* [What is required] Pick out each line of the items below that contains the string "pier", treating uppercase and lowercase as distinct, and copy every such line in full.

* [Stored rows]
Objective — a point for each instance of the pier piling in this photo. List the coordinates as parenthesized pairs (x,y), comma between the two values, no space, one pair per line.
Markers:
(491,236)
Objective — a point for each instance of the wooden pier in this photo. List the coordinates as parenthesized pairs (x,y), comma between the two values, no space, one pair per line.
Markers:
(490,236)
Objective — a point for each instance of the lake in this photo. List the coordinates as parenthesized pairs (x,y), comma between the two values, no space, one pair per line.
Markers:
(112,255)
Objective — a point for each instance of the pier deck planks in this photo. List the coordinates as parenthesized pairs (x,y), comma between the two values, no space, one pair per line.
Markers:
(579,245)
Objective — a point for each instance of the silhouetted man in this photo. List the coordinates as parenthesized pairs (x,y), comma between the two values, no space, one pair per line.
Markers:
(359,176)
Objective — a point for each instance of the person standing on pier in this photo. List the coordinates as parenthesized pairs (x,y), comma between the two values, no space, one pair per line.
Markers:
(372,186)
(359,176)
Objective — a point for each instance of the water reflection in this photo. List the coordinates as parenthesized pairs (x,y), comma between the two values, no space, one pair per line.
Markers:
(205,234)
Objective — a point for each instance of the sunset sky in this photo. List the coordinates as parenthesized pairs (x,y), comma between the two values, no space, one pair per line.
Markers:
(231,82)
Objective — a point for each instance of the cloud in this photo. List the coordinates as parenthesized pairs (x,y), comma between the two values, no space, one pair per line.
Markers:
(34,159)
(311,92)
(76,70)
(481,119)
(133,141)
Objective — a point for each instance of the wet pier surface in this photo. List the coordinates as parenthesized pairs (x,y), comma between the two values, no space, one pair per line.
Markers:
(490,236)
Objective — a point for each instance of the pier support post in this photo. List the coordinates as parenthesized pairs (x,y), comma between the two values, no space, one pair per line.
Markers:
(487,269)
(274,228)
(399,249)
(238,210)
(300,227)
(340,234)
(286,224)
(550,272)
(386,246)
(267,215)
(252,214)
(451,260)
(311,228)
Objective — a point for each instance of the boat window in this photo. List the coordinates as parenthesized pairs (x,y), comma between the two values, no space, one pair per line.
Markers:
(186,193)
...
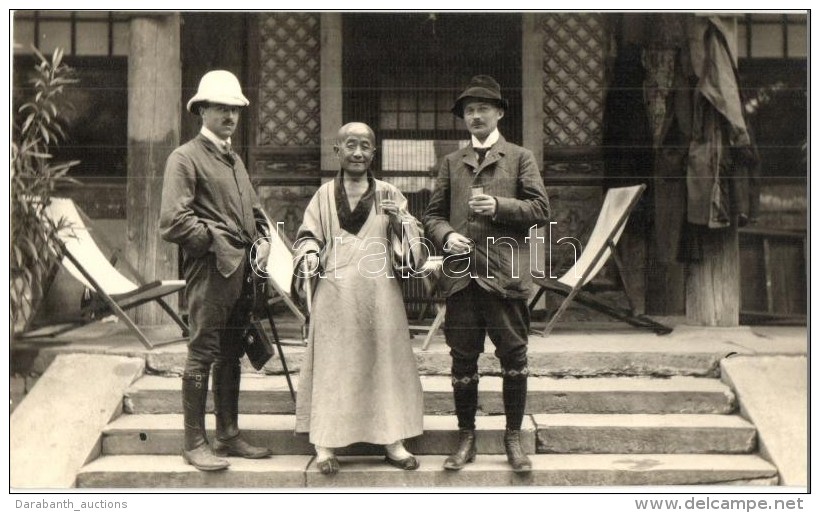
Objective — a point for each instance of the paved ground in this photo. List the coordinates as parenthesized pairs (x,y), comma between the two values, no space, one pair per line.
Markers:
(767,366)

* [Exercise answer]
Objective — a point for each instance of the pier piling in this photo. List the coordinates as parenthesized pairs (x,y), comma between the two values, no space, one pair per line.
Objective — a point for each instance of the wooden pier in this photo. List the coordinates as parenthesized pairs (x,y), comma between the two values, no space, one pair per line.
Objective — a point for each instance of the pier deck planks in this photo. List the coordinates as parenthesized pairs (x,y), comma between the two values, no space, one pair per line.
Objective — a point for each instance of the person standing on pier in this photo. List the coordinates as parenthesized pairs (x,y), comma between the two values, no space, one pair per line.
Objective — a point for each instance of the wet pier surface in this photo. List the coordinates as parenthesized pairs (x,y), comma between the two values, no space, one pair per line.
Objective — a point for each instance of the pier support post in this photo. List the coordinates as parenthesized pairs (x,y), comma between the two values, no space, one pair per line.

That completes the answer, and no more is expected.